Thursday, November 17, 2011

A Visit with Uncle Ho

Nov. 15/Day 46: Ho Chi Minh Mausoleum Complex, City Walking Tour, Water Puppets

Despite spending three nights in Hanoi, I really only had one day to see the sights. The Ho Chi Minh Mausoleum Complex is one of the top places to visit.


The Vietnamese LOVE Ho Chi Minh and lovingly refer to him as "Uncle Ho." Between 8 and 11 a.m., visitors can see the body of Uncle Ho laying in his glass sarcophagus inside his mausoleum. Despite his request for a simple cremation, his body rests here, protected by multiple armed guards. I have to say, for someone who died in 1969, he looks pretty good. I heard his embalmed corpse is regularly transported to Russia for maintenance.

The process of viewing Uncle Ho was very orderly. Cameras and bags are not allowed inside the mausoleum. They also prohibit people from wearing sunglasses, hats or shorts. Talking is not allowed. Visitors march in two orderly lines past the armed guards and into the complex, which is lined with more guards. Visitors are marched quickly past the sarcophagus and then out the building.

I also toured Ho Chi Minh's stilt house where he lived during the last 11 years of his life. The Presidential Palace is next to Uncle Ho's house. Visitors can see the palace but cannot enter. Sorry, I don't have any pictures. My camera was still being held hostage from my visit to the mausoleum.


The Ho Chi Minh museum is also inside the complex.

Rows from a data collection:
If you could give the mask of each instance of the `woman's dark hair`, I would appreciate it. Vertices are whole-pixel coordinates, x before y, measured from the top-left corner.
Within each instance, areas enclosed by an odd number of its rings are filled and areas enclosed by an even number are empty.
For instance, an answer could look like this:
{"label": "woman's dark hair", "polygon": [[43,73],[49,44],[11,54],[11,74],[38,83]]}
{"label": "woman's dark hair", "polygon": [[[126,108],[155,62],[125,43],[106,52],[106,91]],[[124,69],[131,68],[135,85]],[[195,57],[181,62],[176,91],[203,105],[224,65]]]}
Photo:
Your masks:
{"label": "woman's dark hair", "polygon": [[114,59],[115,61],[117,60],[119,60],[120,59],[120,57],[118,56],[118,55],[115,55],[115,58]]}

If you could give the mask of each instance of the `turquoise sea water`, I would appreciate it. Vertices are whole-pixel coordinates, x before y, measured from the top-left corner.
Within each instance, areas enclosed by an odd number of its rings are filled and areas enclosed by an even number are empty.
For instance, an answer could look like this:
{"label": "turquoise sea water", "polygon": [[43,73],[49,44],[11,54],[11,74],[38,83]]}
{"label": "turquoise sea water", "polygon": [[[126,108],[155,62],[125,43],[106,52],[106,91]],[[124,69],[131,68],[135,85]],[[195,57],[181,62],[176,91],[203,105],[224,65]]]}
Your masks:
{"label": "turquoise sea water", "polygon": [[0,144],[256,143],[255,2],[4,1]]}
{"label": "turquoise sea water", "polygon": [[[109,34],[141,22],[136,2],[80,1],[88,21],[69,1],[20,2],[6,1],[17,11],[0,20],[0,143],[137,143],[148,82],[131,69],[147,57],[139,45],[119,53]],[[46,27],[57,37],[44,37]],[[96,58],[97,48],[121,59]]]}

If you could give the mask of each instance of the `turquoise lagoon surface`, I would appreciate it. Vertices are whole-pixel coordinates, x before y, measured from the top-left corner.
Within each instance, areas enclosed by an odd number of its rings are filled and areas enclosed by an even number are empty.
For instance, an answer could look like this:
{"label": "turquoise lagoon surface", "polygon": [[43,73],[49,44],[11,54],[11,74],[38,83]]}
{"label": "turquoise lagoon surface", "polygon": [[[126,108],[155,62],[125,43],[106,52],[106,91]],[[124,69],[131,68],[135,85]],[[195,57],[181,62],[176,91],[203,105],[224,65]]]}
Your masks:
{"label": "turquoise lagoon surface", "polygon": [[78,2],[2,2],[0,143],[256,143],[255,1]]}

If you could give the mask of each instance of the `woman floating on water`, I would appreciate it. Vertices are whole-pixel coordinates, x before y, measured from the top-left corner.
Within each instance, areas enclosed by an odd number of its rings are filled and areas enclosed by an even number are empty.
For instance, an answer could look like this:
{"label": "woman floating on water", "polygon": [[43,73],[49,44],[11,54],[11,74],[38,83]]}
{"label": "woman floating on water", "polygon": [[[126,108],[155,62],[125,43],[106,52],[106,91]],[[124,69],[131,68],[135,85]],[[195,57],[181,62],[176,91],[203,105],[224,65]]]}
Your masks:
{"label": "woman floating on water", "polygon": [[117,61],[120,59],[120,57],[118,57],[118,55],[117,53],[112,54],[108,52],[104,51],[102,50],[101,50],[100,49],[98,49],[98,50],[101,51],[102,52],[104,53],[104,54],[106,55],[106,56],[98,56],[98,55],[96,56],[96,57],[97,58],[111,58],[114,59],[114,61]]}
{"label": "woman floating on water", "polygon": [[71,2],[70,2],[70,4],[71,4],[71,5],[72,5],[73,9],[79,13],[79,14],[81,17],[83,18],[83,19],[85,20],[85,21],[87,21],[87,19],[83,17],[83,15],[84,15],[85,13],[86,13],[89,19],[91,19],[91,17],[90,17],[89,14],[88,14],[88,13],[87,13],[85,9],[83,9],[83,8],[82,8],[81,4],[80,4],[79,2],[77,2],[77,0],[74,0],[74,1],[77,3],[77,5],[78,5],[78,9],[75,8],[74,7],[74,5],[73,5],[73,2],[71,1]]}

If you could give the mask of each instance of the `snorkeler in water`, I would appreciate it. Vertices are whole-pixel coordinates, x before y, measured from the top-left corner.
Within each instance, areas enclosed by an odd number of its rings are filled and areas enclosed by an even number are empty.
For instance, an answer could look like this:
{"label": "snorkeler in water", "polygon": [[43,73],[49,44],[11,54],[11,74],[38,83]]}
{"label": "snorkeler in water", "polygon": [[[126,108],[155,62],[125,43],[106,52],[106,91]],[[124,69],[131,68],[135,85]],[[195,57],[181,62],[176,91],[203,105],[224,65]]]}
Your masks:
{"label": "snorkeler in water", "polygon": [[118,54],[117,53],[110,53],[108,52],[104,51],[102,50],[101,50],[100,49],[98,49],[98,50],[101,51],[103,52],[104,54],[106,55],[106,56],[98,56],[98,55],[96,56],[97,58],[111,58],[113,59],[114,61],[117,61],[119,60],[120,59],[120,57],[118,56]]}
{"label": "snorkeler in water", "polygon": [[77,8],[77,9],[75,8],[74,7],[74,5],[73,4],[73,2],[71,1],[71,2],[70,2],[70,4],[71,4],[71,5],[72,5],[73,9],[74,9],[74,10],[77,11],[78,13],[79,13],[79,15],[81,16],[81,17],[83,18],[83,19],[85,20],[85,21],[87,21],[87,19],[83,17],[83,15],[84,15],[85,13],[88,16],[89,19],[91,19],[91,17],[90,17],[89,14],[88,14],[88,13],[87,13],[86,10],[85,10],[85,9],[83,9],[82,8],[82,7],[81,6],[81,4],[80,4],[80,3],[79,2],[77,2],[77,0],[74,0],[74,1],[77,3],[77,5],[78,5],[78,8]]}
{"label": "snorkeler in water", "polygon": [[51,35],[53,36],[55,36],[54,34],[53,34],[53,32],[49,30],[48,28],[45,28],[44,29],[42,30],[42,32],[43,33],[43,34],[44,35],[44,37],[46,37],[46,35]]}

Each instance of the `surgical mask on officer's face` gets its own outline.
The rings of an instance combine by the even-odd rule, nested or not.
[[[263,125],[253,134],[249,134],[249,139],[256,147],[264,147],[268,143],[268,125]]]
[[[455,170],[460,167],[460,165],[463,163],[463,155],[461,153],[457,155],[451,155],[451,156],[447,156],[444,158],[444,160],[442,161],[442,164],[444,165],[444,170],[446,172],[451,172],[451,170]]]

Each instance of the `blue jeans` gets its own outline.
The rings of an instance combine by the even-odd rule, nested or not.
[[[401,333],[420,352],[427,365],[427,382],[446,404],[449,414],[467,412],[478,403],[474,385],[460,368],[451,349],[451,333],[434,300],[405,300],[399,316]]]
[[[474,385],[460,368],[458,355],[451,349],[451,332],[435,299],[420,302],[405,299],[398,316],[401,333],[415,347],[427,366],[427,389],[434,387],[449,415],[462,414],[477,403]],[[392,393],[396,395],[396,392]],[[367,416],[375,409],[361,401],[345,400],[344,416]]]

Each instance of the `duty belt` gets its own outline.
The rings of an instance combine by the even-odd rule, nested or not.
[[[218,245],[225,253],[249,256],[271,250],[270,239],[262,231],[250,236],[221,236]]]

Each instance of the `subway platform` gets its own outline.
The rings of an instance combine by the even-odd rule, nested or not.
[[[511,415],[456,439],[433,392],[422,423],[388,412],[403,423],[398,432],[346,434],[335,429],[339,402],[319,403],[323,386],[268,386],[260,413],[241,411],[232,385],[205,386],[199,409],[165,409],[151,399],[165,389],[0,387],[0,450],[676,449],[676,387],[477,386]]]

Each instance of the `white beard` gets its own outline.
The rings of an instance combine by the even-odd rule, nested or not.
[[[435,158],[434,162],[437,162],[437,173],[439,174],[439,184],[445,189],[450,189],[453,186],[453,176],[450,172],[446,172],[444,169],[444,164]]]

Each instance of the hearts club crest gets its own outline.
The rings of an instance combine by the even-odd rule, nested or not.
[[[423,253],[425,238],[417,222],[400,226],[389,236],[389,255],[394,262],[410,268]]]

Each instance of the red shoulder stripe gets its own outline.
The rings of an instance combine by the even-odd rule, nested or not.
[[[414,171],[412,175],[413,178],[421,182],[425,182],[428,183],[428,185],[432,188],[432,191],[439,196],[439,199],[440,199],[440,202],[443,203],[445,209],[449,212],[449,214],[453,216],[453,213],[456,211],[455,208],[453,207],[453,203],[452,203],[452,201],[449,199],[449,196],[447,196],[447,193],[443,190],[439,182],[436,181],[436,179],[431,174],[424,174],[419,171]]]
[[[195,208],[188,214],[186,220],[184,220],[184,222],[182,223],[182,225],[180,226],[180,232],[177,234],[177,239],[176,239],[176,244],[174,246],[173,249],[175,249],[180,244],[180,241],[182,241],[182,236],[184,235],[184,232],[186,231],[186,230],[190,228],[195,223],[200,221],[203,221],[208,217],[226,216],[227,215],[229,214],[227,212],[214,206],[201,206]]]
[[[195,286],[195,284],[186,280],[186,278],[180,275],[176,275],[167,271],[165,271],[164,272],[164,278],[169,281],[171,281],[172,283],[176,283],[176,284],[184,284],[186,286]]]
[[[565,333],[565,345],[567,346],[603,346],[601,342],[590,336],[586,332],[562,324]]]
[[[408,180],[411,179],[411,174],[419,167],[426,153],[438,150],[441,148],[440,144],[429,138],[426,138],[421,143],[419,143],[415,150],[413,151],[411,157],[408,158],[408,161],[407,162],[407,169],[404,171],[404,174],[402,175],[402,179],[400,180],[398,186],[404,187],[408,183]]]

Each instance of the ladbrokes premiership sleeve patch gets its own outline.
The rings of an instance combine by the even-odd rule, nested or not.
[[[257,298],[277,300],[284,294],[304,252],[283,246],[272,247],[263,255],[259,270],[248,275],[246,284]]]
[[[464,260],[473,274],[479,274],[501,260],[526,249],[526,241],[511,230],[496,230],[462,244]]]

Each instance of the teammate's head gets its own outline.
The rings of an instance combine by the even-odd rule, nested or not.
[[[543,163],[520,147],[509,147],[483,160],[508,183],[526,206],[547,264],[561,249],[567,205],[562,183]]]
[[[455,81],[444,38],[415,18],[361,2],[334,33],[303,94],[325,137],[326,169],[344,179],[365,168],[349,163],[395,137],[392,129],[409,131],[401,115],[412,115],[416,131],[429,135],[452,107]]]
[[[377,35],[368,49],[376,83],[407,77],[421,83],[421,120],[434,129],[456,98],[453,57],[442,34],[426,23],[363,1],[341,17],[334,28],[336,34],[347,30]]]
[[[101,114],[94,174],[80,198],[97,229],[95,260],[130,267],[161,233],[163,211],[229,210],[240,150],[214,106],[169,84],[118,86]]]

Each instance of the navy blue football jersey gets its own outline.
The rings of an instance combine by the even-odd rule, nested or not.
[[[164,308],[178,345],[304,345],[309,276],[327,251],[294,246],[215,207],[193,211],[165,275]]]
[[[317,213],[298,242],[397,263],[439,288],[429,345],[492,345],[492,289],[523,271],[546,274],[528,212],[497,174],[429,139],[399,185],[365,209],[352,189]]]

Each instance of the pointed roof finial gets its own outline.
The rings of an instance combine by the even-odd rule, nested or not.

Request: Output the whole Hanoi travel blog post word for word, from its date line through its last sentence. The rows above are not needed for anything here.

Task result:
Thursday, November 17, 2011

A Visit with Uncle Ho

Nov. 15/Day 46: Ho Chi Minh Mausoleum Complex, City Walking Tour, Water Puppets

Despite spending three nights in Hanoi, I really only had one day to see the sights. The Ho Chi Minh Mausoleum Complex is one of the top places to visit.


The Vietnamese LOVE Ho Chi Minh and lovingly refer to him as "Uncle Ho." Between 8 and 11 a.m., visitors can see the body of Uncle Ho laying in his glass sarcophagus inside his mausoleum. Despite his request for a simple cremation, his body rests here, protected by multiple armed guards. I have to say, for someone who died in 1969, he looks pretty good. I heard his embalmed corpse is regularly transported to Russia for maintenance.

The process of viewing Uncle Ho was very orderly. Cameras and bags are not allowed inside the mausoleum. They also prohibit people from wearing sunglasses, hats or shorts. Talking is not allowed. Visitors march in two orderly lines past the armed guards and into the complex, which is lined with more guards. Visitors are marched quickly past the sarcophagus and then out the building.

I also toured Ho Chi Minh's stilt house where he lived during the last 11 years of his life. The Presidential Palace is next to Uncle Ho's house. Visitors can see the palace but cannot enter. Sorry, I don't have any pictures. My camera was still being held hostage from my visit to the mausoleum.


The Ho Chi Minh museum is also inside the complex.